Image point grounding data
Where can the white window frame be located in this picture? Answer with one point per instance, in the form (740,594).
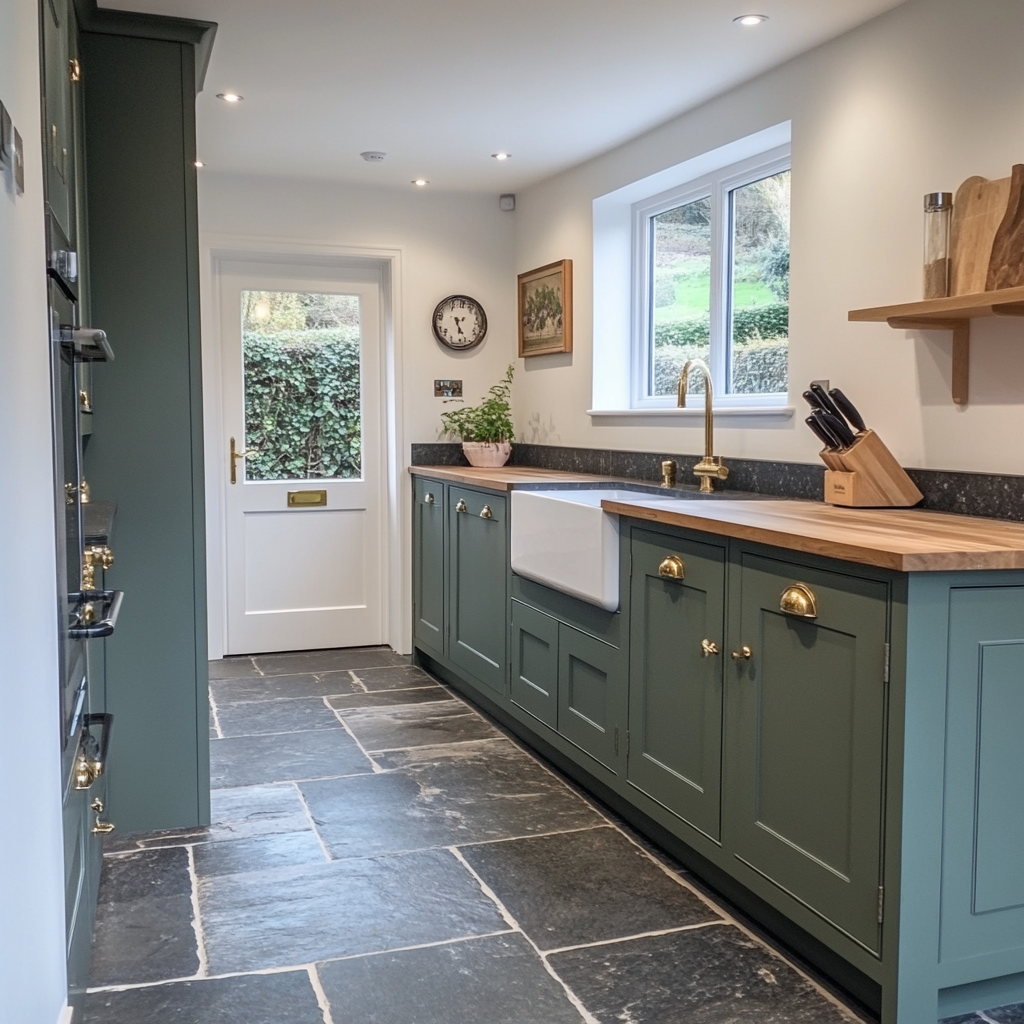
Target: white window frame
(716,185)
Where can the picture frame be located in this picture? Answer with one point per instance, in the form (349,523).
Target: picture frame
(545,308)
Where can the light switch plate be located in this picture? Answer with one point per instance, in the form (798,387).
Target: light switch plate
(448,389)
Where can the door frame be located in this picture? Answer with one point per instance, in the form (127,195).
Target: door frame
(219,249)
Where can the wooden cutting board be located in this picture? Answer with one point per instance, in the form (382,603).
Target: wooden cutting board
(1006,268)
(979,209)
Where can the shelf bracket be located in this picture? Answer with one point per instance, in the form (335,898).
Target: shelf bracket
(962,344)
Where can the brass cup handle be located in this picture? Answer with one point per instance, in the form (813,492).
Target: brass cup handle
(672,567)
(798,599)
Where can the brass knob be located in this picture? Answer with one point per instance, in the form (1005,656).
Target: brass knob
(798,599)
(671,567)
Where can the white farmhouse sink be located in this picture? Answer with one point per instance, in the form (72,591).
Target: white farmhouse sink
(563,540)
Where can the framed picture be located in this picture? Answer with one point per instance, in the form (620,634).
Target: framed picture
(546,309)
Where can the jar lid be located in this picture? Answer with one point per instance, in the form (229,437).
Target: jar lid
(937,202)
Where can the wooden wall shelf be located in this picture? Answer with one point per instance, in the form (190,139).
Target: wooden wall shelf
(952,313)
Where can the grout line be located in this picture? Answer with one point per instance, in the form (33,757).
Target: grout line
(312,822)
(204,964)
(322,998)
(504,911)
(639,935)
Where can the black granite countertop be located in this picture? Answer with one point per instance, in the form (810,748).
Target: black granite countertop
(97,521)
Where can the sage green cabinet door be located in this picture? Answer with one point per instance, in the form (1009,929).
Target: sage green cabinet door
(478,585)
(591,694)
(675,753)
(805,736)
(428,564)
(535,663)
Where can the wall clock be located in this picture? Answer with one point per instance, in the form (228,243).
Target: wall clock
(460,323)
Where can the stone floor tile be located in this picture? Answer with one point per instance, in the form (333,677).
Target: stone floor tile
(495,980)
(585,887)
(328,660)
(258,853)
(712,975)
(263,998)
(443,796)
(318,911)
(393,728)
(266,717)
(244,761)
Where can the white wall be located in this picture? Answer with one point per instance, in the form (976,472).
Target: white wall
(32,954)
(446,243)
(914,101)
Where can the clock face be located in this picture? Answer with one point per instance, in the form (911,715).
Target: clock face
(460,322)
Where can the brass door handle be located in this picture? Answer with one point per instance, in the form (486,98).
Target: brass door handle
(798,599)
(672,567)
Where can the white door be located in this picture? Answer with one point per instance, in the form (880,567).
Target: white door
(303,506)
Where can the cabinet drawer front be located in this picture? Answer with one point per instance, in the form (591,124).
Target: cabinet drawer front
(428,573)
(675,751)
(477,582)
(591,692)
(805,735)
(535,663)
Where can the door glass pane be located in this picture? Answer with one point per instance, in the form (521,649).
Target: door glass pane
(759,347)
(680,300)
(301,371)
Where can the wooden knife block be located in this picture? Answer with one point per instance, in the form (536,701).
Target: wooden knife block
(867,475)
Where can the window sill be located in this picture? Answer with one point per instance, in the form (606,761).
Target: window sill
(692,412)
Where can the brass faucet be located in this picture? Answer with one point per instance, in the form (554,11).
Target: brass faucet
(709,467)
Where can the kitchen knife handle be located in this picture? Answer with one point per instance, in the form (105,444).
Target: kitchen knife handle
(848,409)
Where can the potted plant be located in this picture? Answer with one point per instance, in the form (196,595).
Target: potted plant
(485,430)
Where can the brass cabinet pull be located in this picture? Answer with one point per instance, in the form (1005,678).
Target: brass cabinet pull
(100,827)
(671,567)
(798,599)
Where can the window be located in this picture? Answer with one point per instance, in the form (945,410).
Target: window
(712,281)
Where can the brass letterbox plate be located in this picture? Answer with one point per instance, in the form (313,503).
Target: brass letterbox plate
(306,499)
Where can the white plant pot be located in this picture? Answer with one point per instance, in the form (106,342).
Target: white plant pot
(486,455)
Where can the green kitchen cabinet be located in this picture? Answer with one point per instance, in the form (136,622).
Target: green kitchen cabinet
(478,601)
(677,643)
(805,734)
(429,564)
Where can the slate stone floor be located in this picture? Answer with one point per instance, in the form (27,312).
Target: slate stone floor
(380,853)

Problem to work on:
Take the line that contains "Target: green kitchen cabinet" and every line after it to the end of the entries above, and reproduce them exactly.

Answer area:
Target: green kitchen cabinet
(478,601)
(677,643)
(805,734)
(429,564)
Where can the slate stone floor be located in this picture? Answer with one point per instance, in the form (27,312).
Target: slate stone floor
(380,853)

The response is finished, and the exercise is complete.